No todas las historietas, desde luego, nacen a impulso del pedido de un editor. A veces el argumentista, sin encargo alguno crea un personaje que después presentará al editor; si gusta, y si coincide con las necesidades de este, el chance de la compra es grande, pues siempre hacen falta buenos argumentos.

Ejemplo de historias nacidas espontáneamente, no por encargo, son las que me publican Hora Cero y Frontera.

«Ernie Pike» es una muestra a donde puede llegar la colaboración estrecha de argumentista y dibujante: el personaje y las aventuras las creo yo, es cierto, pero también es verdad que en el proceso de creación tengo en todo momento presente lo que Hugo Pratt hará después: pienso en un guerrillero italiano y no pienso en un guerrillero cualquiera: pienso en un guerrillero que Hugo Pratt pueda llegar a dibujar. De esta identidad espiritual surgió «Ernie Pike» y también «Ticonderoga».

Registros de señalamiento:
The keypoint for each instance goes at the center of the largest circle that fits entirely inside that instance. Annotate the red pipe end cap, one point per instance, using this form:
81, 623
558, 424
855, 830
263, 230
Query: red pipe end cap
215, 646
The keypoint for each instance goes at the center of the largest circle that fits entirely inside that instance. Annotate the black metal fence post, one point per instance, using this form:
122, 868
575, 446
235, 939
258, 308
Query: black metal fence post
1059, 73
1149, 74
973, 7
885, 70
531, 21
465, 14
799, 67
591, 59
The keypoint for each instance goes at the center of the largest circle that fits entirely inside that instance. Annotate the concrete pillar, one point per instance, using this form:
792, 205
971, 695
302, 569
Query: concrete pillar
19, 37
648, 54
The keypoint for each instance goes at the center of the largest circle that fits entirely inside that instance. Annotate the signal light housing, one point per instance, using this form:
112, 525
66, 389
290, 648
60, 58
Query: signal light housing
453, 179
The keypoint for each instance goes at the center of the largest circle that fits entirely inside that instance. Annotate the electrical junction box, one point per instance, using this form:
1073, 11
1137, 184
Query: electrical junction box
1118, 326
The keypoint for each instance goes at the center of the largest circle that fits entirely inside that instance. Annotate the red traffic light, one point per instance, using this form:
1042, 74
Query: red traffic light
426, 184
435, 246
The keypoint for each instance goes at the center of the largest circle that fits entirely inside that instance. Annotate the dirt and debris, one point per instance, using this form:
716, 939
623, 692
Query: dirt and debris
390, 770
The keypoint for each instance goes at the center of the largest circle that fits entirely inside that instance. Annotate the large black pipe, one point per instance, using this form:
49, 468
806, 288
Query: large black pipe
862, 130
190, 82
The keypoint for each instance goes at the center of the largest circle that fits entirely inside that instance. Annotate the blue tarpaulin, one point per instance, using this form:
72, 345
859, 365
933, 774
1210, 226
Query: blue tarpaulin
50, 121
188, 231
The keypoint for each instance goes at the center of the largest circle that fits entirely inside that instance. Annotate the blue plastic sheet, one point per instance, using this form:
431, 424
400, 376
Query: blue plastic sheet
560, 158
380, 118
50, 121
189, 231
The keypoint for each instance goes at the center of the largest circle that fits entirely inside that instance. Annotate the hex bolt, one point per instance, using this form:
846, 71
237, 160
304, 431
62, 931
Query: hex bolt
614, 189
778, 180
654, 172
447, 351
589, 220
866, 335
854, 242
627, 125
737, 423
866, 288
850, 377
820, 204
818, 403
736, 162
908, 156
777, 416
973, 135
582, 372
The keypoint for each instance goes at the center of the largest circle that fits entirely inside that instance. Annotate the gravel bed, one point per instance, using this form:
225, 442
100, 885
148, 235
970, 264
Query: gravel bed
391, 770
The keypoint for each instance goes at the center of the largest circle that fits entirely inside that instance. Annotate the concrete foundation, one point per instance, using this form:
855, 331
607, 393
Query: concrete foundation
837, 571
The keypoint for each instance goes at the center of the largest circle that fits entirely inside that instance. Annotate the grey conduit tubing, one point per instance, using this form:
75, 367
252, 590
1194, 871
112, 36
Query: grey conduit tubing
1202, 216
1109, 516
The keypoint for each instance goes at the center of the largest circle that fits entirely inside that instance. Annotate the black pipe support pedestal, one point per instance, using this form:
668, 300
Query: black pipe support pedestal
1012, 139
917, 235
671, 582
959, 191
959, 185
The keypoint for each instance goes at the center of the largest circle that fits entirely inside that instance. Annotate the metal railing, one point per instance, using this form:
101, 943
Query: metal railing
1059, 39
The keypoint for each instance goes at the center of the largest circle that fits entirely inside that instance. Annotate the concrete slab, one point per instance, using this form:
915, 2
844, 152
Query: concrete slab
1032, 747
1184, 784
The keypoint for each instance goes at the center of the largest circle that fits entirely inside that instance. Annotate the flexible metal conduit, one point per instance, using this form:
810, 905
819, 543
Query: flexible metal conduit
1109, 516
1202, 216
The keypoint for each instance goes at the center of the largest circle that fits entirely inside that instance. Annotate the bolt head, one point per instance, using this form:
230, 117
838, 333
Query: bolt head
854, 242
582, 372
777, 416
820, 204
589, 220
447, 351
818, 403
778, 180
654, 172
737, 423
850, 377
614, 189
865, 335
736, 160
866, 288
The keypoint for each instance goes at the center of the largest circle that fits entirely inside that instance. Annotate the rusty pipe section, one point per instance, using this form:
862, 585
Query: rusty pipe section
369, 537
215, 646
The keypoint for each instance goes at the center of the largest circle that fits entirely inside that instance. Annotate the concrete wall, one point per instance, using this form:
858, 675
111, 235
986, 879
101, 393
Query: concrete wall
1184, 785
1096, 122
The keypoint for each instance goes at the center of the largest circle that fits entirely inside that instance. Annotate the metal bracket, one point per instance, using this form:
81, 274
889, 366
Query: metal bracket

*Ejercicio propuesto A:*
Devuelve completo el texto sobre la creación de historietas, sin ninguna modificación.
*Ejercicio propuesto B:*
Reporta todas las líneas de los registros que contengan la palabra "junction", copiándolas sin cambios.

*Resultado A:*
No todas las historietas, desde luego, nacen a impulso del pedido de un editor. A veces el argumentista, sin encargo alguno crea un personaje que después presentará al editor; si gusta, y si coincide con las necesidades de este, el chance de la compra es grande, pues siempre hacen falta buenos argumentos.

Ejemplo de historias nacidas espontáneamente, no por encargo, son las que me publican Hora Cero y Frontera.

«Ernie Pike» es una muestra a donde puede llegar la colaboración estrecha de argumentista y dibujante: el personaje y las aventuras las creo yo, es cierto, pero también es verdad que en el proceso de creación tengo en todo momento presente lo que Hugo Pratt hará después: pienso en un guerrillero italiano y no pienso en un guerrillero cualquiera: pienso en un guerrillero que Hugo Pratt pueda llegar a dibujar. De esta identidad espiritual surgió «Ernie Pike» y también «Ticonderoga».

*Resultado B:*
The keypoint for each instance goes at the center of the largest circle that fits entirely inside that instance. Annotate the electrical junction box, one point per instance, using this form:
Query: electrical junction box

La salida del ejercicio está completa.